+++ GIVEN PASSAGE

Middle East & Africa round-up: Nigeria foreign exchange rule banked by woman who may be finance minister, and more

16 Oct 15

A round-up of recent public finance stories from the Middle East & Africa you might have missed.

Nigeria foreign exchange rule banked by woman who may be finance minister

Kemi Adeosun, tipped by some analysts to be the next Nigerian finance minister, said a currency devaluation on its own won’t solve the nation’s economic problems and she supports the central bank’s foreign-exchange restrictions. (Bloomberg)

Saudi state claws back unspent money as finances tighten

Saudi Arabia's finance ministry, seeking to cut waste as state revenues shrink because of low oil prices, is telling government bodies to return unspent money which they were allocated in this year's budget, sources familiar with the policy told Reuters. (Reuters)

Ghana: public purse remains exposed

Executive Secretary of FAT-Africa and former chair of the Public Accounts Committee, Albert Kan-Dapaah, says the management of the public purse in the country is by far the poorest. (Ghana Web)

++++++
+++ RECORDED INFORMATION

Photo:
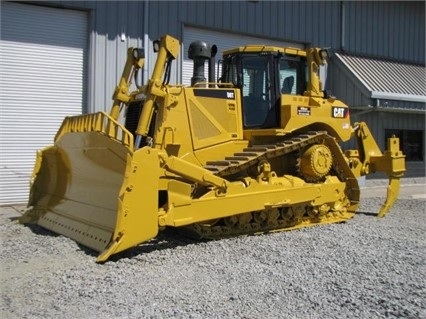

++++++

WHAT YOU NEED TO DO
a) Decide whether each statement agrees with the public finance round-up, answering yes or no and quoting the words of the round-up that decide it: (i) Kemi Adeosun said a currency devaluation alone would solve Nigeria's economic problems. (ii) Saudi Arabia's finance ministry is telling government bodies to return unspent money from this year's budget. (iii) Albert Kan-Dapaah is a former chair of the Public Accounts Committee.
b) Carry the public finance round-up forward from its last sentence with the next part.
The material has no connection to the public finance round-up.

RESPONSES BY TASK
a)
(i) No: "a currency devaluation on its own won’t solve the nation’s economic problems"
(ii) Yes: "is telling government bodies to return unspent money which they were allocated in this year's budget"
(iii) Yes: "former chair of the Public Accounts Committee"

b)
Tunisia rolls out interoperable mobile money backed by government and looking towards Bitcoin

Tunisia is using elements of a decentralised ledger system to replicate the success of mobile money system MPesa, with a more interoperable e-cash protocol backed by La Poste Tunisienne and the country's central bank. (International Business Times)

Namibia: Prime Minister concerned about financial performance in public sector

Prime Minister Saara Kuugongelwa-Amadhila has said that she is still concerned by the financial performance of various government offices, ministries and agencies who continue to splash the cash on transactions that are not authorised by Parliament. (South African News)

Sierra Leone state house must stop raiding the accounts of state institutions

ANALYSIS: Since coming to office in 2007 it is increasingly becoming the norm for president Koroma and senior ministers to harvest huge sums of money from the accounts of state enterprises and institutions, in support of their personal charitable projects. (Sierra Leone Telegraph)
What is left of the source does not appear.